Using the data below, copy out all lines with the word "roof".

────────────────────

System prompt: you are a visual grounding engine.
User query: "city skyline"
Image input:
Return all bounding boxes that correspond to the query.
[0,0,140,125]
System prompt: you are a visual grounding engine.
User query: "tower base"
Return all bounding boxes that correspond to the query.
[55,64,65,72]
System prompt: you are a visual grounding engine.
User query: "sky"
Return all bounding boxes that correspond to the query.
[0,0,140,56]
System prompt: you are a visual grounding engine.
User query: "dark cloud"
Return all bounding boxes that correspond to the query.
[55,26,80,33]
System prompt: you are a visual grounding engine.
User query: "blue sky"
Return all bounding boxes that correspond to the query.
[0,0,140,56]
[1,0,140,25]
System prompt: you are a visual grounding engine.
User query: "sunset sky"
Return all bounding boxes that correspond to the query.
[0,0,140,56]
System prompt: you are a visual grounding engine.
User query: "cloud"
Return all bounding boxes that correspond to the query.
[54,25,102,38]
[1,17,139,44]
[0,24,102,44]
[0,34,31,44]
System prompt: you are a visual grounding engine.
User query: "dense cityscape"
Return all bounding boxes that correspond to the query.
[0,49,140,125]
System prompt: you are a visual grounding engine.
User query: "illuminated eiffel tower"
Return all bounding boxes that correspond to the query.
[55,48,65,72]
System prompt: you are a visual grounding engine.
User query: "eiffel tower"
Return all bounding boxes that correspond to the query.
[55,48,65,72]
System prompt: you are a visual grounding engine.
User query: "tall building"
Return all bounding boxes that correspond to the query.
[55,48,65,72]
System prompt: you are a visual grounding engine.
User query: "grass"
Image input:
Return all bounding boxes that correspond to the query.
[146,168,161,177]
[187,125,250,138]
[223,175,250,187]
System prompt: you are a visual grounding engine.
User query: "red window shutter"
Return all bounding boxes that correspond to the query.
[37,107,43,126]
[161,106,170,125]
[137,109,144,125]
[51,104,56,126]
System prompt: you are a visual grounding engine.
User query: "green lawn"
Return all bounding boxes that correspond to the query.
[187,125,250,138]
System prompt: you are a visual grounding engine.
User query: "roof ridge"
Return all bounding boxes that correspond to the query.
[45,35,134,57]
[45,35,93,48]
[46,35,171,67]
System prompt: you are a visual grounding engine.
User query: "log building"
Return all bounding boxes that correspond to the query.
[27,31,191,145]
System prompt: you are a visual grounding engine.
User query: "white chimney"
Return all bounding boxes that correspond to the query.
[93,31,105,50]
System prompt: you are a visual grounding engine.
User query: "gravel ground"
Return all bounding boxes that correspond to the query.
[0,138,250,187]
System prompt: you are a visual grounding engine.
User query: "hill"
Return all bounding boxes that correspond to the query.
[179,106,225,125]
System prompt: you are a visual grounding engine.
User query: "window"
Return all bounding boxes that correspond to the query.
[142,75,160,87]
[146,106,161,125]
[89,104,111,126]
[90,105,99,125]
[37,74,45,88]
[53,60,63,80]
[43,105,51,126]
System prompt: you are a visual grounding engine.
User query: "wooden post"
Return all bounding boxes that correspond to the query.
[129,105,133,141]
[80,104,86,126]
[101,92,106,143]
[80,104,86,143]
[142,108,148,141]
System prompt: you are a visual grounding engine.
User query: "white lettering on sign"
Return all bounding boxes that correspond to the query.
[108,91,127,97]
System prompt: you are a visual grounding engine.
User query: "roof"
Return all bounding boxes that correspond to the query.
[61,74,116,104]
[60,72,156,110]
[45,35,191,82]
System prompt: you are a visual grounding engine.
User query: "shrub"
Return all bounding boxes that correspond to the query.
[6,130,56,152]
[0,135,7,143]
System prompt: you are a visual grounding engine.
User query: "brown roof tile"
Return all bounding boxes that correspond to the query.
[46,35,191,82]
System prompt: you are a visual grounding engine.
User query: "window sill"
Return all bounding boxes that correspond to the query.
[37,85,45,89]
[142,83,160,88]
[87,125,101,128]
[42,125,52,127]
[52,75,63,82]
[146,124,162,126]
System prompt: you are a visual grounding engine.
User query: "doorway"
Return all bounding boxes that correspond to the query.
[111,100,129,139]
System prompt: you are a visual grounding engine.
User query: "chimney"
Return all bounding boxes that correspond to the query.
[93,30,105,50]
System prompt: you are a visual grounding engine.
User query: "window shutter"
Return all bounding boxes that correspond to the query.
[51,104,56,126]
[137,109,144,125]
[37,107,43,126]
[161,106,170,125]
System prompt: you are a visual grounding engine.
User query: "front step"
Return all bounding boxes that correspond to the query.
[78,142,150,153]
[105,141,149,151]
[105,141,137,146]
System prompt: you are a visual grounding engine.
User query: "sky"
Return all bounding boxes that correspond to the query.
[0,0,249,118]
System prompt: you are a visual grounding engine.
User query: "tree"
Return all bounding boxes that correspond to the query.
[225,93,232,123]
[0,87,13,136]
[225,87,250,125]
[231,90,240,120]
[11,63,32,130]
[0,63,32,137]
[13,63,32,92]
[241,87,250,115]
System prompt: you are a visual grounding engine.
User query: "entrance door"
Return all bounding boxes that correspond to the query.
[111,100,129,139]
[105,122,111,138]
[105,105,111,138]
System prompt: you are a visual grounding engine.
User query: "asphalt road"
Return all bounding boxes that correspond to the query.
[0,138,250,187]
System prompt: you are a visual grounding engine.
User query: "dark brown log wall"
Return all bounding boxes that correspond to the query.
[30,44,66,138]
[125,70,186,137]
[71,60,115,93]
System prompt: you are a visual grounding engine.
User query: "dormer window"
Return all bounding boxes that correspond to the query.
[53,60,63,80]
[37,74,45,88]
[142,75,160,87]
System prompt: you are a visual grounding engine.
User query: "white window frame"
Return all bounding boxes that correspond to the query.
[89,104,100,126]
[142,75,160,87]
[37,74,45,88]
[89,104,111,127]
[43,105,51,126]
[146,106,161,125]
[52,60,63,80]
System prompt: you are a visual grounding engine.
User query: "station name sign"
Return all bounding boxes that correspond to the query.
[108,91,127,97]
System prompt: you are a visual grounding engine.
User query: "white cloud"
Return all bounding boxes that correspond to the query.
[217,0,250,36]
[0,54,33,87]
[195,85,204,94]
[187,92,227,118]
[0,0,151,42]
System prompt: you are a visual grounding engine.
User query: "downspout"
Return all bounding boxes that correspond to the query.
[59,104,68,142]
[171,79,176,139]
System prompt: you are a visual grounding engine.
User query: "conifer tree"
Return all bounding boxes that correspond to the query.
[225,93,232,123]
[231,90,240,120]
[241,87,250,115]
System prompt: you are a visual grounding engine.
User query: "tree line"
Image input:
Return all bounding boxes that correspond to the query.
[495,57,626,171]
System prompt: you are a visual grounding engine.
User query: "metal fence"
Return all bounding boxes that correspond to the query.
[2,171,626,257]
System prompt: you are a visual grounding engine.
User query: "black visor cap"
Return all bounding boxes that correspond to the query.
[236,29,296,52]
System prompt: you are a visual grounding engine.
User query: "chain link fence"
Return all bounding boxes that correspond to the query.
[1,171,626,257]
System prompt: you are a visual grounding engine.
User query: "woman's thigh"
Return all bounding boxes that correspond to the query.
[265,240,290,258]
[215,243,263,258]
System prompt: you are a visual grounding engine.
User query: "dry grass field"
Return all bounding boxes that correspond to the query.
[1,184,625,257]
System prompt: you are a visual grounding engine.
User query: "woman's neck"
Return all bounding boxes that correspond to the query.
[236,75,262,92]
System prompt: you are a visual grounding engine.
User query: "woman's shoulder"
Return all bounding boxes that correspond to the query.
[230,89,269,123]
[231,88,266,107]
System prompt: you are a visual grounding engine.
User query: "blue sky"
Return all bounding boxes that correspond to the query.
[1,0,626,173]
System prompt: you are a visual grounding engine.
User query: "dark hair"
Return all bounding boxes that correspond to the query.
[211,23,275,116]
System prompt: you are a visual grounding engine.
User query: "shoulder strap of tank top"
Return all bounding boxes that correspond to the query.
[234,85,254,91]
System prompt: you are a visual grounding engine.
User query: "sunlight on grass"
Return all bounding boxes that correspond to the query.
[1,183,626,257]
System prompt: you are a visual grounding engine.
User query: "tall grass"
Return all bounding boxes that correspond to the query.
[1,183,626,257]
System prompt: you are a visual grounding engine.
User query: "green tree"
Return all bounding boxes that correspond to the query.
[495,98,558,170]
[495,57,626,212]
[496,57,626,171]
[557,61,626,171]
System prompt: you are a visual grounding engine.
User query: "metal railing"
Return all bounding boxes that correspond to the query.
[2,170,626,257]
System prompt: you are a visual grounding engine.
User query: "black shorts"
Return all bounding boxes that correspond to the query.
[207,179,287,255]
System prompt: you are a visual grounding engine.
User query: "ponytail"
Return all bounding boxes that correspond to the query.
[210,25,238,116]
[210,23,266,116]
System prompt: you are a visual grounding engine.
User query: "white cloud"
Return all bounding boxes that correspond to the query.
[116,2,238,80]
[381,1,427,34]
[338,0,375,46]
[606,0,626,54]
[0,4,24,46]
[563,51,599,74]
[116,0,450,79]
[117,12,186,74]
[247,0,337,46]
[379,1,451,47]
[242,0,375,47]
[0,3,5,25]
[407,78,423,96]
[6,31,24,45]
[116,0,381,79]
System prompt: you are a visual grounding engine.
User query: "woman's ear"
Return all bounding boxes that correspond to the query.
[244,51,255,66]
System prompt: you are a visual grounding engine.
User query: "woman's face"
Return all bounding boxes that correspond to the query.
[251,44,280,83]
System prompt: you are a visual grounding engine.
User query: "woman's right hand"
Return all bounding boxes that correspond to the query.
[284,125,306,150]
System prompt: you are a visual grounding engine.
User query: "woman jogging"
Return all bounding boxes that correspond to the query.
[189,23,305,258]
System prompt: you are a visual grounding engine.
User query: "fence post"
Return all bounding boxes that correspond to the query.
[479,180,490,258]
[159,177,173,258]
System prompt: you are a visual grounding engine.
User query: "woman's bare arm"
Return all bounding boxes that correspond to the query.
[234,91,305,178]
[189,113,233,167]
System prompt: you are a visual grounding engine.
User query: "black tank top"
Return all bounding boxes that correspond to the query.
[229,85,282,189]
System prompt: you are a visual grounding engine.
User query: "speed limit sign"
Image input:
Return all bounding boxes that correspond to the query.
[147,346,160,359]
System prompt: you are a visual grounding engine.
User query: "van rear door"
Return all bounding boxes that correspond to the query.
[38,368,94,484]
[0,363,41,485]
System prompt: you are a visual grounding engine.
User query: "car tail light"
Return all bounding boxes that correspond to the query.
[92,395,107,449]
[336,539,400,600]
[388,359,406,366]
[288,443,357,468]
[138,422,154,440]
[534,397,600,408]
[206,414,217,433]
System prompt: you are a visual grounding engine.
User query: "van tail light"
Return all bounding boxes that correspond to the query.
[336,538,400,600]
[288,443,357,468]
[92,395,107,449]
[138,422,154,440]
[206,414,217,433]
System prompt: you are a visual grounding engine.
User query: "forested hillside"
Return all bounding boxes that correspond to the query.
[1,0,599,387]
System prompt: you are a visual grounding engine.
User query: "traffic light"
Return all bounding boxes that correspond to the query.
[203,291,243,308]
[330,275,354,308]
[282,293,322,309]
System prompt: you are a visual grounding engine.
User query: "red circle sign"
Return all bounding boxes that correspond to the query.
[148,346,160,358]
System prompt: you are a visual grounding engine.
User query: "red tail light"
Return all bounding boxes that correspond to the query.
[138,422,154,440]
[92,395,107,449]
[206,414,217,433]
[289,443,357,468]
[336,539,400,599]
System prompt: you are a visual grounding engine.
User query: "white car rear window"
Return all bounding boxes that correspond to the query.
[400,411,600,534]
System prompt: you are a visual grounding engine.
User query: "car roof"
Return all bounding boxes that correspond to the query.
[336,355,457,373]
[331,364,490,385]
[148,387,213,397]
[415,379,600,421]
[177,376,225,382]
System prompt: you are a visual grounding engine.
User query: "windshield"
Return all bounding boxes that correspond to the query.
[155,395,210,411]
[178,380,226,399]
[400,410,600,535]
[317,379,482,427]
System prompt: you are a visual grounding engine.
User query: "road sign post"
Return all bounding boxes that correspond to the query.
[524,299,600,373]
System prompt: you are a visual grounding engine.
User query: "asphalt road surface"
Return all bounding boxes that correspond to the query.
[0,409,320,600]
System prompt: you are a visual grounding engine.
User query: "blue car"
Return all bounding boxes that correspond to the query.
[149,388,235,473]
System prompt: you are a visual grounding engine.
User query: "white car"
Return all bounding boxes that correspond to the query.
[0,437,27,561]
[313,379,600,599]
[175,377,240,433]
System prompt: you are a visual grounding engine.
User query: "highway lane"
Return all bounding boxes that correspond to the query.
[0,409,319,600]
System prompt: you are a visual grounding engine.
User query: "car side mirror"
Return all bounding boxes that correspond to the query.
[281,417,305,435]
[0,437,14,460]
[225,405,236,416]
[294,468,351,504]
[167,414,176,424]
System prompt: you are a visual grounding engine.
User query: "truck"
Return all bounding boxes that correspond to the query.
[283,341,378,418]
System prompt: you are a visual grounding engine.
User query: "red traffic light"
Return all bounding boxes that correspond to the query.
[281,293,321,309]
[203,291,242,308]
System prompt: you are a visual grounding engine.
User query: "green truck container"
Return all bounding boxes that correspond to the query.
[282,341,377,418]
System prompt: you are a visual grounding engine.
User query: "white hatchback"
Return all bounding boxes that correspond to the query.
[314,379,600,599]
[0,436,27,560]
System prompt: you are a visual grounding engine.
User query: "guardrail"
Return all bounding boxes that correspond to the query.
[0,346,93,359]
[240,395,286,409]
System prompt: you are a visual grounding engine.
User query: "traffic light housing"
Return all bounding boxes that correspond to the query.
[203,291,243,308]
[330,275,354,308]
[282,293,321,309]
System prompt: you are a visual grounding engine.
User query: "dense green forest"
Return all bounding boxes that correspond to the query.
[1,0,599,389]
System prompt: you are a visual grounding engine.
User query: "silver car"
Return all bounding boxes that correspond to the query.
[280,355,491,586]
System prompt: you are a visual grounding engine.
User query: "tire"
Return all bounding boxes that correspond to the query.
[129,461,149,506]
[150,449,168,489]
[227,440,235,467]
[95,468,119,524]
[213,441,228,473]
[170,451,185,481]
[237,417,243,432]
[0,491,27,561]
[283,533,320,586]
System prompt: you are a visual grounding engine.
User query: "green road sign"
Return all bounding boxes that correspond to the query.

────────────────────

[EXPECTED ANSWER]:
User query: "roof ridge"
User query: "roof"
User query: "brown roof tile"
User query: "car roof"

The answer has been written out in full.